» REQUEST
Identify every line in the records below that contains the word "shirt", and copy each of those lines. Treat the match as case-sensitive.
::: RECORDS SHOWN :::
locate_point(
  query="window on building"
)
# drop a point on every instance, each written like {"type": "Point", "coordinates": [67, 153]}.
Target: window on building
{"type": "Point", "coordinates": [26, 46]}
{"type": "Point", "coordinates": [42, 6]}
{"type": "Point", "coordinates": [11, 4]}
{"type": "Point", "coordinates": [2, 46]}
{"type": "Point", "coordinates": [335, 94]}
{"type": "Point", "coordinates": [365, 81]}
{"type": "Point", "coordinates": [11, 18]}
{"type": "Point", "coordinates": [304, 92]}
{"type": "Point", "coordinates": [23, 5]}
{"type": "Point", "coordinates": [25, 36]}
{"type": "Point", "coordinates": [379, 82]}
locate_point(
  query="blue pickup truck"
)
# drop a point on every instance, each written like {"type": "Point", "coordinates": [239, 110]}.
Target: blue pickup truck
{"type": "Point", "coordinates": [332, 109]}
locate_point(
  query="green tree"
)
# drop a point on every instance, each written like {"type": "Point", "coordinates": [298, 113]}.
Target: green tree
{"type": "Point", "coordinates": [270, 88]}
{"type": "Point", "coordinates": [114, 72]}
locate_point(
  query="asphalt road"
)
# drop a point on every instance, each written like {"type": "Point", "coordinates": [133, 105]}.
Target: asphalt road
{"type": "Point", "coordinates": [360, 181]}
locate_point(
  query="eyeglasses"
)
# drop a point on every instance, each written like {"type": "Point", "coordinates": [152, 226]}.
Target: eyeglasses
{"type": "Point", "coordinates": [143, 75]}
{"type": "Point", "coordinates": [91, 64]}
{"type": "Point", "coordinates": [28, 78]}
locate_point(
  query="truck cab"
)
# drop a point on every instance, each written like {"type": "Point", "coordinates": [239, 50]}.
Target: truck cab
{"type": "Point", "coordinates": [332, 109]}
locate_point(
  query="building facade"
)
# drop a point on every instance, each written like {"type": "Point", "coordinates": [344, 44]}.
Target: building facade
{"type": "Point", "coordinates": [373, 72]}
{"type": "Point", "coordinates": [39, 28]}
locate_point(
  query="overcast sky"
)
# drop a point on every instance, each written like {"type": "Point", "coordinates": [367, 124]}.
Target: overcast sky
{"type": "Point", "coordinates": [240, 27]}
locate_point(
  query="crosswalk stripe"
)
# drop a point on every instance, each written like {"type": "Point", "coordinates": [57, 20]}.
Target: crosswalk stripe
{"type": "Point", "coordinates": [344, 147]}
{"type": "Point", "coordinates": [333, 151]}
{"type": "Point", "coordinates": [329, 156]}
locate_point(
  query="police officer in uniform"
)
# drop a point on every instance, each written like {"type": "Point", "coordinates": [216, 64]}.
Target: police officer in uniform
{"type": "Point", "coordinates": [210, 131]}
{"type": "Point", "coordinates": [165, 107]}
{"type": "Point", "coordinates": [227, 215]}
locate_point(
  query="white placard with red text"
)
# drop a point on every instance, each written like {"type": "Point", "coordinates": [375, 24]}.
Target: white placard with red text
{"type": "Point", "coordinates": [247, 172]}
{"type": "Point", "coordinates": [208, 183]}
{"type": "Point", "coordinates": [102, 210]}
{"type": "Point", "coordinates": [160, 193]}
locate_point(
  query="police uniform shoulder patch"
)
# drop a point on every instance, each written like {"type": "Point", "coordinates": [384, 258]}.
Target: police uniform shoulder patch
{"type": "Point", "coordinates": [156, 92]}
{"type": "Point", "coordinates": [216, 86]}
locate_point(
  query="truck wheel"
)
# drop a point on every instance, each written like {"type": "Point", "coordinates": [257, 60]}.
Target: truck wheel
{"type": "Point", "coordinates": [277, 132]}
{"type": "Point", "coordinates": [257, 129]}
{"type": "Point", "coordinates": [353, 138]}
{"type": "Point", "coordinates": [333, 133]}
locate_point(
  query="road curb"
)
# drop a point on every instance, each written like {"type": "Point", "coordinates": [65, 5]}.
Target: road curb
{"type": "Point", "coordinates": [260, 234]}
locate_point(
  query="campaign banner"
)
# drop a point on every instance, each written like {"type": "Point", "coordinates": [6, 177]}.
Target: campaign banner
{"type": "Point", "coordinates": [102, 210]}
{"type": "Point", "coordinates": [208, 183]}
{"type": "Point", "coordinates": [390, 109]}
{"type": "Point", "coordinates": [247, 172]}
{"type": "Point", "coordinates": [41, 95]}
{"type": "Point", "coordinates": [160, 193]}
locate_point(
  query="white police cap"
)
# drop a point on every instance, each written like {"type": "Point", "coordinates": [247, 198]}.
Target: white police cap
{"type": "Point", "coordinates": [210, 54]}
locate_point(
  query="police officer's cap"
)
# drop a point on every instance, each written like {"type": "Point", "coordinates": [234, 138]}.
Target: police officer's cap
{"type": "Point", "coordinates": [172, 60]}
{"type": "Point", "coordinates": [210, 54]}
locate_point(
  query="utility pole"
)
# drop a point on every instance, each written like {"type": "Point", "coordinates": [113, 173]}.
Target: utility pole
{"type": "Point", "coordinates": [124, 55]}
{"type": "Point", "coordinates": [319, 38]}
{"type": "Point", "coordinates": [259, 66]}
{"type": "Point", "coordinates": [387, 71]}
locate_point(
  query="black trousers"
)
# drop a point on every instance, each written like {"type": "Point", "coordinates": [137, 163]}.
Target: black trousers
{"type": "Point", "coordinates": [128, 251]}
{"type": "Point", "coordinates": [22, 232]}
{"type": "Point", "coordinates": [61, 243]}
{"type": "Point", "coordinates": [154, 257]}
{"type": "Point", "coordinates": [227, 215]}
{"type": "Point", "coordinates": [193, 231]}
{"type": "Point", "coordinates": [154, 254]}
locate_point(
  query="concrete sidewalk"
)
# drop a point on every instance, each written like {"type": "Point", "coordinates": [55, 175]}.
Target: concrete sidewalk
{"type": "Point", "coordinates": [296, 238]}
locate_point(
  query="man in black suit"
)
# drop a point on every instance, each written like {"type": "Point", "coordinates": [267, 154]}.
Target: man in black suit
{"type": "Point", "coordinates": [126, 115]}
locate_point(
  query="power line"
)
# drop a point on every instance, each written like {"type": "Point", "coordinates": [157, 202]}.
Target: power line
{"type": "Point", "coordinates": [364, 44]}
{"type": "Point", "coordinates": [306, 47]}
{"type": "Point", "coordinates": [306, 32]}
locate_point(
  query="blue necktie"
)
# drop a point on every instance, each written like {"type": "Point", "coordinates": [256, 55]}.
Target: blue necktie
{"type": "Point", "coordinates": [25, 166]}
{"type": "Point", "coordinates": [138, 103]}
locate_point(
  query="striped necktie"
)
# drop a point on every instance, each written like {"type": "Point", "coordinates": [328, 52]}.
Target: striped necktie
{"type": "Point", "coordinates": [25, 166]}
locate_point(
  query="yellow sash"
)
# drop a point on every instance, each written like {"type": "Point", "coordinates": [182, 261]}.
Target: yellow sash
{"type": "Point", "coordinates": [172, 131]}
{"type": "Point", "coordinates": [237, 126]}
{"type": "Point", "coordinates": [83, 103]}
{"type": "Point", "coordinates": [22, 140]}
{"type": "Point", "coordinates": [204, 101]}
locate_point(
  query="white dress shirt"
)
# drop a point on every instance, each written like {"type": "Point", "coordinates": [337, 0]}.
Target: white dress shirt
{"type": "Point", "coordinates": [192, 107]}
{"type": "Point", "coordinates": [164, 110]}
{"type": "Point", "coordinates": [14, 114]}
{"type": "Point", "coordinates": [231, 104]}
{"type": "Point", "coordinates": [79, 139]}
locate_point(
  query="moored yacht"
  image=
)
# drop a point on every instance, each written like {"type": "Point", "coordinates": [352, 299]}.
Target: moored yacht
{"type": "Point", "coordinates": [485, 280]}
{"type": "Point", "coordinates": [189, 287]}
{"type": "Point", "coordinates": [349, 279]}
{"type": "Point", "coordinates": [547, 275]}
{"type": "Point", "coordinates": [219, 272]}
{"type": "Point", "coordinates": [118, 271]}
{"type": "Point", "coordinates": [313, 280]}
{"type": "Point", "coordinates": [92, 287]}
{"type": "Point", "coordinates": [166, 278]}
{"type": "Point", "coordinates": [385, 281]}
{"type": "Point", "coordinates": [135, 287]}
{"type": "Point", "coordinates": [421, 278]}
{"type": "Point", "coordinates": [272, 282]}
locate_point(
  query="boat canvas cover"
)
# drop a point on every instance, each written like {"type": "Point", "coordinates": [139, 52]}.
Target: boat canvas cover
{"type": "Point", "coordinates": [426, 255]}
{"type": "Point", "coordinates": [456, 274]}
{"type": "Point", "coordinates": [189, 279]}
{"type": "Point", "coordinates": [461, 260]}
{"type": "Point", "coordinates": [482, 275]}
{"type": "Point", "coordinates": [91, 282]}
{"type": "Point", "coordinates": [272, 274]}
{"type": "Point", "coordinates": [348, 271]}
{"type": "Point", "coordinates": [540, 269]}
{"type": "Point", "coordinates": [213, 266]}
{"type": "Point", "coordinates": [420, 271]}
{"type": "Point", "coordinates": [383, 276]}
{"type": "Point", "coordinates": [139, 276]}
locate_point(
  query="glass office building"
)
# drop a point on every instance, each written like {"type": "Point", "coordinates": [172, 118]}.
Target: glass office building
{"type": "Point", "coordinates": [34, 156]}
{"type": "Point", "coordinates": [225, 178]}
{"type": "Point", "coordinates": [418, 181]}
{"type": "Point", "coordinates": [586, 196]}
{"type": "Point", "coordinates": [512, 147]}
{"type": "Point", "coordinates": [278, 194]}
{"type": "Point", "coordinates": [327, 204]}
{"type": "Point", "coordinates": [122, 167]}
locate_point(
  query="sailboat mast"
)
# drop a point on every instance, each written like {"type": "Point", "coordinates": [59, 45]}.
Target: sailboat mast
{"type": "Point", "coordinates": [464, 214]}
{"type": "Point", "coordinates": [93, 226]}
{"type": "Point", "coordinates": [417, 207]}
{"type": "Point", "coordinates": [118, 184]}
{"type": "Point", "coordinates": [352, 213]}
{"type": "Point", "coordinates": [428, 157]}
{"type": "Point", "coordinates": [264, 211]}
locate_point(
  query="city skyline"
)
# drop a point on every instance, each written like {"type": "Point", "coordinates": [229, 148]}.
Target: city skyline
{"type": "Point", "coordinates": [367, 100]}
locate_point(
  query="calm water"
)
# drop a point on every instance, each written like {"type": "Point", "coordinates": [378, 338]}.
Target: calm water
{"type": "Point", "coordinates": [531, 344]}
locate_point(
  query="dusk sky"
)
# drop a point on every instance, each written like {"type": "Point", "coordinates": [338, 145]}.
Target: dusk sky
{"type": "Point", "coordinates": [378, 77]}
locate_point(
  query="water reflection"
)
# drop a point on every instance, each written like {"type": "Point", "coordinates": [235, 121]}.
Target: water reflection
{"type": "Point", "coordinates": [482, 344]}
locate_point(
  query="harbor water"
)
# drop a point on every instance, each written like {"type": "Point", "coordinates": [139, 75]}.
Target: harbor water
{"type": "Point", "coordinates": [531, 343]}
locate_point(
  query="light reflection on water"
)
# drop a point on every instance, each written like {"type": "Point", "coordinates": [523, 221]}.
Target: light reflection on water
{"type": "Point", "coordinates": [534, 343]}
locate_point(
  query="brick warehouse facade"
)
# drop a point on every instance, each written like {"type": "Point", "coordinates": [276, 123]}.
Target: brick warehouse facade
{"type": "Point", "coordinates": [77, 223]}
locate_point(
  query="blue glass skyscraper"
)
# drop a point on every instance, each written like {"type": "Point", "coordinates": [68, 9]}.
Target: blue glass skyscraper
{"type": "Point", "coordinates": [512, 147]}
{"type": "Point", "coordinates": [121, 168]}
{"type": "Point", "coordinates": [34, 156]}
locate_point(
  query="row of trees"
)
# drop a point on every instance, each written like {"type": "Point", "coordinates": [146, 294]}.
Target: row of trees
:::
» RESULT
  query="white dress shirt"
Target: white dress shirt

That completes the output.